[START]
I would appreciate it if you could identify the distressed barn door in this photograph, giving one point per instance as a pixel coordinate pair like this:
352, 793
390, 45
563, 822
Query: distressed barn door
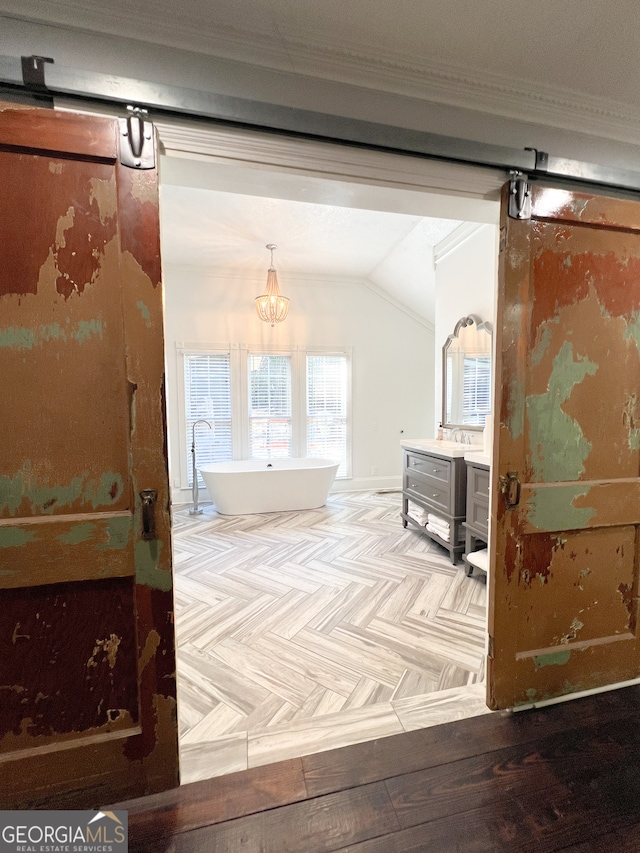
87, 680
566, 476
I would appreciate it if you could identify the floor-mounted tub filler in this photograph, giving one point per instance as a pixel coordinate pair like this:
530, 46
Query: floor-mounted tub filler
270, 485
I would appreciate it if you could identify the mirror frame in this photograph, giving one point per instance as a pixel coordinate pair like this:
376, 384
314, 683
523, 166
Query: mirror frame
463, 322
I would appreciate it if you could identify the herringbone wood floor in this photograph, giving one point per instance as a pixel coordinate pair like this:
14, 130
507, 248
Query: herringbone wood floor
303, 631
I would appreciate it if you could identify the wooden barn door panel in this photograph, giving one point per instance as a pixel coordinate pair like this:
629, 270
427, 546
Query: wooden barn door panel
87, 681
564, 586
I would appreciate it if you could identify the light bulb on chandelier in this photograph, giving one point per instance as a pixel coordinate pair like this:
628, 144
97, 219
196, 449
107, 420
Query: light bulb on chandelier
272, 307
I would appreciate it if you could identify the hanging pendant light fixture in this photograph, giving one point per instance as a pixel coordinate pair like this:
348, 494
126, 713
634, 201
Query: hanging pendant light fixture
271, 306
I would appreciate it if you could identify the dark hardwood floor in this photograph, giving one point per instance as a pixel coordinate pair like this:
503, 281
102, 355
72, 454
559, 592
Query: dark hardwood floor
566, 777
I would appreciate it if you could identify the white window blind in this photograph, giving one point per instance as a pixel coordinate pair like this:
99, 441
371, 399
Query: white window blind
477, 388
207, 384
270, 429
327, 408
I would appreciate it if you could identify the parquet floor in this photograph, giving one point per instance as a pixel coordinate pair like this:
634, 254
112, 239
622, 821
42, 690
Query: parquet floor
300, 632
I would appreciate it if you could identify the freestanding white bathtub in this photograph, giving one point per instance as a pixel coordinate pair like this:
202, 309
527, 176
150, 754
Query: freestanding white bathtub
270, 485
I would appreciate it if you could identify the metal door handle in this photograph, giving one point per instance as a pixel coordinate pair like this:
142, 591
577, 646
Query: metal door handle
149, 498
510, 488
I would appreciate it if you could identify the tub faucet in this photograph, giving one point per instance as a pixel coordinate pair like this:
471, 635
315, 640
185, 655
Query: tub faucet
196, 510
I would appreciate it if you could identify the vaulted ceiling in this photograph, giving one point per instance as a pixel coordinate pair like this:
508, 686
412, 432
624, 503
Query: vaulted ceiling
572, 64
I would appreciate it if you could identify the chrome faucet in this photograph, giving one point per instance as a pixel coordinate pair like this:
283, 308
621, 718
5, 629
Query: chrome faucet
196, 509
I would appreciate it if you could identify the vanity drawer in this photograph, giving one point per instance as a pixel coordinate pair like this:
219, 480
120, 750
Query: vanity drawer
478, 515
478, 480
432, 466
437, 495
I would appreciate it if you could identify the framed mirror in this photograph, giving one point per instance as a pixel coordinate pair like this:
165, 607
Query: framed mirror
466, 374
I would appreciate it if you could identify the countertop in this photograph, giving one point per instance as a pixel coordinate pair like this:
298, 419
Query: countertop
478, 456
450, 449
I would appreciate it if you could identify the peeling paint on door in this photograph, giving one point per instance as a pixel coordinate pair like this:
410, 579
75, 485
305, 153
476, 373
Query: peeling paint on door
565, 447
565, 560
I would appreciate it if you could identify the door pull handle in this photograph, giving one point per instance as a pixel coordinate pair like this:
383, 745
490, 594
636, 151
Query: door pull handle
149, 498
510, 488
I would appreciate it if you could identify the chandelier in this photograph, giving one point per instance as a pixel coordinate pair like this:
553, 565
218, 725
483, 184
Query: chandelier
271, 306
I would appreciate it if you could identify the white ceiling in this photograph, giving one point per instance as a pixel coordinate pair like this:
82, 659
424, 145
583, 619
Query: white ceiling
570, 48
572, 64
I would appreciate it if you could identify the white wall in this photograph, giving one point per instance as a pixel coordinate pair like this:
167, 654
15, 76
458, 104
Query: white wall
466, 283
392, 355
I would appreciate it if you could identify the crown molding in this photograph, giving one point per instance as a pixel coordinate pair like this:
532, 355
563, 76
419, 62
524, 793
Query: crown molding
452, 242
288, 52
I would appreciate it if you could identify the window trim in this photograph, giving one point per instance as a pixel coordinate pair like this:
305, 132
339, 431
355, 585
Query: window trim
238, 354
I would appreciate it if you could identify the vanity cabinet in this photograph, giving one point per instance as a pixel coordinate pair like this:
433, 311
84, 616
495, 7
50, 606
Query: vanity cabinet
435, 484
477, 521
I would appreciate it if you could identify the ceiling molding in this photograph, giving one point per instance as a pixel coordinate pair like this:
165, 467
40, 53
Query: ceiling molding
283, 50
452, 242
181, 138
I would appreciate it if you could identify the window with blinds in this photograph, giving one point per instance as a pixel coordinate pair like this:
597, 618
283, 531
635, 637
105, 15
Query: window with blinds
477, 389
327, 408
207, 383
270, 427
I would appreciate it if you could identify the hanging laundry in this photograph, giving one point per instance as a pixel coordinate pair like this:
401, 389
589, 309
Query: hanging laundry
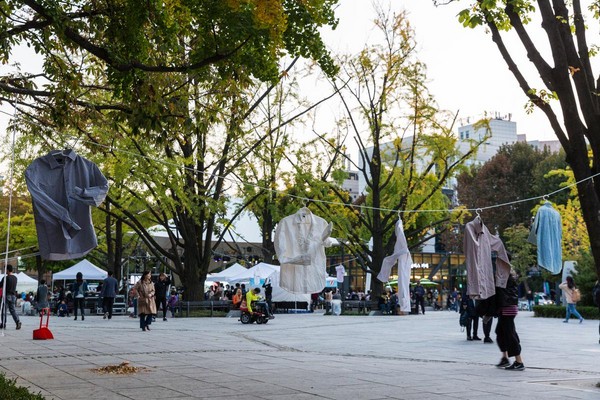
300, 240
546, 233
478, 245
402, 256
63, 186
340, 272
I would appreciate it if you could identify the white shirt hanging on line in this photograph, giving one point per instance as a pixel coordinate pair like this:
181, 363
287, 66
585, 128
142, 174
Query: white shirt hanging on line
300, 240
402, 256
478, 245
63, 187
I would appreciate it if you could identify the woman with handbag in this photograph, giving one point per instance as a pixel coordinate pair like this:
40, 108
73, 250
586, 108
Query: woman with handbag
146, 303
571, 295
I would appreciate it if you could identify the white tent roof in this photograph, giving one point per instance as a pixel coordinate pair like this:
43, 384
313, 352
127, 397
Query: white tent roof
89, 271
226, 274
22, 277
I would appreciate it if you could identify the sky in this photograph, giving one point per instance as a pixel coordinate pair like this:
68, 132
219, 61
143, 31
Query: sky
466, 73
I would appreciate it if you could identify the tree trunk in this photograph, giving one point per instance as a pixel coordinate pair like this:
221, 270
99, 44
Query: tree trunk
118, 249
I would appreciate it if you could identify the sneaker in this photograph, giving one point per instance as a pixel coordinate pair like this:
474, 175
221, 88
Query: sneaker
516, 366
503, 363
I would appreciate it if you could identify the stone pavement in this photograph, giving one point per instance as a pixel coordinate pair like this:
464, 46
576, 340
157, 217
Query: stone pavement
301, 356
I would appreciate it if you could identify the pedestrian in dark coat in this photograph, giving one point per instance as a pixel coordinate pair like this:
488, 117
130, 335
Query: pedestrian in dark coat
506, 334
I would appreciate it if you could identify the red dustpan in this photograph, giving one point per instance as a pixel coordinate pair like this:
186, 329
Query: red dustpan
43, 333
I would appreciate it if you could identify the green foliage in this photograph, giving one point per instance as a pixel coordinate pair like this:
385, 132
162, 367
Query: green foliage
517, 171
10, 390
523, 252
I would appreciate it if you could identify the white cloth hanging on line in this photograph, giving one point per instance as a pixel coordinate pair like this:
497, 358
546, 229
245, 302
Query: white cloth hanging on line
546, 233
402, 256
63, 186
478, 245
340, 272
300, 240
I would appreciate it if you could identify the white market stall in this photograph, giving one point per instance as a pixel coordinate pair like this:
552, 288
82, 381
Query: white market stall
90, 272
25, 283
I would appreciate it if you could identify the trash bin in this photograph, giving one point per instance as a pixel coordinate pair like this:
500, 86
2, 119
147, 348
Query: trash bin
336, 306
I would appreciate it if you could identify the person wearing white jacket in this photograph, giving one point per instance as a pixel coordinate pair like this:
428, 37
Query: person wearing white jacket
300, 240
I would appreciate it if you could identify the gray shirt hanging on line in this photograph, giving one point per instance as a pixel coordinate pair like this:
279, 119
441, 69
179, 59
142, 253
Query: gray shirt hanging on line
63, 186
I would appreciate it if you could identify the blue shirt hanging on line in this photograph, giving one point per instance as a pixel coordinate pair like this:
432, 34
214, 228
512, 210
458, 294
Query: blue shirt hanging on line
63, 186
546, 233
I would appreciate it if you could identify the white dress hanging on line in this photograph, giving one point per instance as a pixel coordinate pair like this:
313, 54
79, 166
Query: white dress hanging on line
404, 259
300, 240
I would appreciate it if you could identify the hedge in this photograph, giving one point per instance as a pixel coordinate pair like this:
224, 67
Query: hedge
10, 390
560, 312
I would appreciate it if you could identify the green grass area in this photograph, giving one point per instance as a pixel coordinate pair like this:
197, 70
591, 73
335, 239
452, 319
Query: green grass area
9, 390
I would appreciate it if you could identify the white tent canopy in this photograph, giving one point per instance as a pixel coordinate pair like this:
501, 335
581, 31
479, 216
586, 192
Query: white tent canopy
89, 271
226, 274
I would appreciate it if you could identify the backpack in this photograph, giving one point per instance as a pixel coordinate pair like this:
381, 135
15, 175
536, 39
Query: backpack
575, 295
596, 294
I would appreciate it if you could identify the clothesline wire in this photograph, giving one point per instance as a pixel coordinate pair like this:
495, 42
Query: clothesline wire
337, 203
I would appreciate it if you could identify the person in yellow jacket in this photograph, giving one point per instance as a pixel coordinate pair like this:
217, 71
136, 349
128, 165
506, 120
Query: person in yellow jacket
253, 296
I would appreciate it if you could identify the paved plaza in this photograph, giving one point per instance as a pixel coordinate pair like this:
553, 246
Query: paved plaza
301, 356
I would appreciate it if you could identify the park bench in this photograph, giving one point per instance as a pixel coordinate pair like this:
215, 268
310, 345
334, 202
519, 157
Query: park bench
183, 308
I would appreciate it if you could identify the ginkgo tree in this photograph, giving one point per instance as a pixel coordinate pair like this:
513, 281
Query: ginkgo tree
407, 149
563, 85
159, 94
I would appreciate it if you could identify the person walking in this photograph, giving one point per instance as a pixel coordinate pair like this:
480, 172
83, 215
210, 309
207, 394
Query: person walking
10, 298
146, 303
162, 288
41, 296
568, 287
420, 297
109, 291
596, 296
79, 288
506, 333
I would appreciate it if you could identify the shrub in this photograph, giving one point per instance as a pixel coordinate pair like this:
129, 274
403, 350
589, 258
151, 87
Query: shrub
560, 312
10, 390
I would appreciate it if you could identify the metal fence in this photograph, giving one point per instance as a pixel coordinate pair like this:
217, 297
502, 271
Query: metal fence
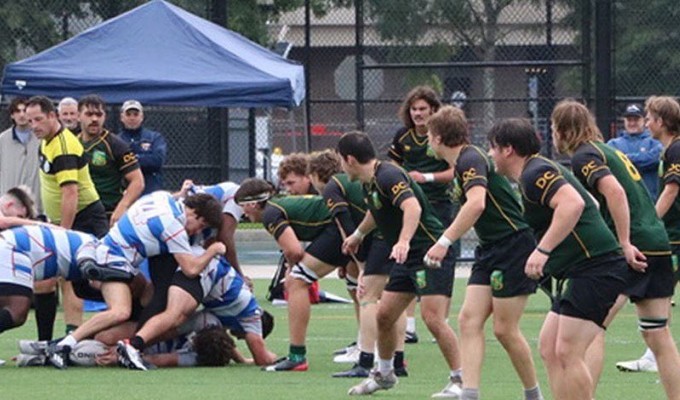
512, 58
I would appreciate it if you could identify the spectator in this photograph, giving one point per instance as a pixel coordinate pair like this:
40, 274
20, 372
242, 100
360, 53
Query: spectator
149, 146
68, 114
113, 166
637, 143
19, 153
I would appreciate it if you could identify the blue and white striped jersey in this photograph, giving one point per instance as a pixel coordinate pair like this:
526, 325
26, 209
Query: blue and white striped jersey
225, 293
52, 250
153, 225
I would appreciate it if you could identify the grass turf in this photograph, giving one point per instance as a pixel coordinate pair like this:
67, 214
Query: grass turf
332, 326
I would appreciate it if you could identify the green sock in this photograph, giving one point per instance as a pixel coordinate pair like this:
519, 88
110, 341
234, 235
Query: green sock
297, 353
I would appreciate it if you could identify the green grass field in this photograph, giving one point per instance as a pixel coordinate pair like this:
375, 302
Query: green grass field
332, 327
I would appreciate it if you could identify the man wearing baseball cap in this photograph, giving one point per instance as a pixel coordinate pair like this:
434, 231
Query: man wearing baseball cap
637, 143
149, 146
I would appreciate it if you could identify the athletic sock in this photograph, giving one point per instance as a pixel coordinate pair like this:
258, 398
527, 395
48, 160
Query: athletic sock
138, 343
45, 314
411, 324
398, 359
297, 353
533, 394
6, 320
470, 394
366, 360
385, 366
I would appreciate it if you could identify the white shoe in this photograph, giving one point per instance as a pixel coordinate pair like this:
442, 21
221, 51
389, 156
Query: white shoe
[END]
From the line containing "I would appreciate it if you could identify the man" through the closing line of the material above, return every line exactly and omit all others.

I would appreciate it if you could identify the man wearing baseball cap in this photograph, giving one point per instance as a pixel coordinate pair like this:
434, 231
Query: man wearing baseball cap
637, 143
149, 146
I would appreciate it if you could identify the athletic sock in this photograph, giving one point per instance as a pixel coordinate pair like this:
258, 398
527, 395
48, 160
Query: athletic sock
138, 343
45, 314
411, 324
398, 359
297, 353
533, 394
6, 320
470, 394
366, 360
385, 366
I would appreciate it if you could identify the white shoe in this photograph, giving one point per instance as a pixel coordinate pair like this:
442, 21
221, 51
389, 156
Query: white shoe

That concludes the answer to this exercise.